* _WHAT IS EXPECTED_
Retype each entry. Leave every word as it is.

* _DATA FOR THIS TASK_
=== Begin Enclosure ===

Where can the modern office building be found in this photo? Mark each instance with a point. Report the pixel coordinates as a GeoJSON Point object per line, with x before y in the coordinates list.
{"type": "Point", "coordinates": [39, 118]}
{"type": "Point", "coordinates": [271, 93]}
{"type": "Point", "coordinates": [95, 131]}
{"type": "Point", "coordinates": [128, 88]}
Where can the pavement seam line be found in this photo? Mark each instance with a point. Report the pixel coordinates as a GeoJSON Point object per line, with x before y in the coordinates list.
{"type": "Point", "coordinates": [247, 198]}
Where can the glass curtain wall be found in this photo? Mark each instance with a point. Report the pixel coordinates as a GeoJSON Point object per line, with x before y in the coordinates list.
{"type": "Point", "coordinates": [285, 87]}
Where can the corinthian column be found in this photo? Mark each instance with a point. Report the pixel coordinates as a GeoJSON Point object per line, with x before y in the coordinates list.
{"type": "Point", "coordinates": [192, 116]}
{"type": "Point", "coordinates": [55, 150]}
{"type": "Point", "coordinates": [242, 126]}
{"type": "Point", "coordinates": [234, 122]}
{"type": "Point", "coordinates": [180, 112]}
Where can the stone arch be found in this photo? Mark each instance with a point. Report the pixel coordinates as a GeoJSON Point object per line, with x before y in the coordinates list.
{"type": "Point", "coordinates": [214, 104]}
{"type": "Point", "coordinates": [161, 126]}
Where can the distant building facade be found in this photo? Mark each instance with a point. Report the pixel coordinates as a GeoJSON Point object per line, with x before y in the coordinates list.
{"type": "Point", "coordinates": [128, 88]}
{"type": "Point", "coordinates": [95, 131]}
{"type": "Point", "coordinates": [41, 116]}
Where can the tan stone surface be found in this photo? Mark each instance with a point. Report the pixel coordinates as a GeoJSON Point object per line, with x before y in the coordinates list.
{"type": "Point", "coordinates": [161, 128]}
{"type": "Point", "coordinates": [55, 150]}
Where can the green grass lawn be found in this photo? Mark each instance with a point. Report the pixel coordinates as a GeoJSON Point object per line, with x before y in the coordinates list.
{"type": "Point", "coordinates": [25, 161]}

=== End Enclosure ===

* _YOUR RESPONSE_
Where can the modern office building be found in this photo? Mark each instance with a point. Report the pixel coordinates as a GeoJSON Point object per line, with x before y in the coordinates list.
{"type": "Point", "coordinates": [39, 118]}
{"type": "Point", "coordinates": [271, 93]}
{"type": "Point", "coordinates": [95, 131]}
{"type": "Point", "coordinates": [128, 88]}
Where can the pavement seam line be found in this photo? Mark each instance with a point. Report the pixel coordinates as a GeoJSON Point object per line, with x before y in the coordinates list.
{"type": "Point", "coordinates": [247, 198]}
Where can the glass curtain wall be found in this photo? Mark each instance with a point. Report the pixel coordinates as a GeoJSON Point object per line, with x before y in the coordinates list.
{"type": "Point", "coordinates": [285, 87]}
Where can the corinthian column be found in this photo? Mark each instance with a point. Report the pixel coordinates as a GeoJSON Point object per line, with x before y in the coordinates list.
{"type": "Point", "coordinates": [192, 116]}
{"type": "Point", "coordinates": [55, 150]}
{"type": "Point", "coordinates": [242, 126]}
{"type": "Point", "coordinates": [234, 122]}
{"type": "Point", "coordinates": [180, 112]}
Where can the stone arch be found in this photo? Mark each instance with a point. Report the pixel coordinates as a GeoJSON Point object per line, with x before y in the coordinates list.
{"type": "Point", "coordinates": [214, 104]}
{"type": "Point", "coordinates": [161, 126]}
Where can the distant building facade be found in this photo? Mark each instance with a point. Report the pixel coordinates as a GeoJSON Point object per line, with x before y in the coordinates list.
{"type": "Point", "coordinates": [128, 88]}
{"type": "Point", "coordinates": [95, 131]}
{"type": "Point", "coordinates": [41, 116]}
Where can the tan stone surface be found in this photo? Mark each instance with a point. Report the pixel coordinates as a GeoJSON Point object per line, with x before y in the coordinates list.
{"type": "Point", "coordinates": [161, 128]}
{"type": "Point", "coordinates": [55, 150]}
Where can the green grass lawn be found in this photo? Mark each instance with a point. Report the pixel coordinates as a GeoJSON Point object per line, with x before y in the coordinates list.
{"type": "Point", "coordinates": [25, 161]}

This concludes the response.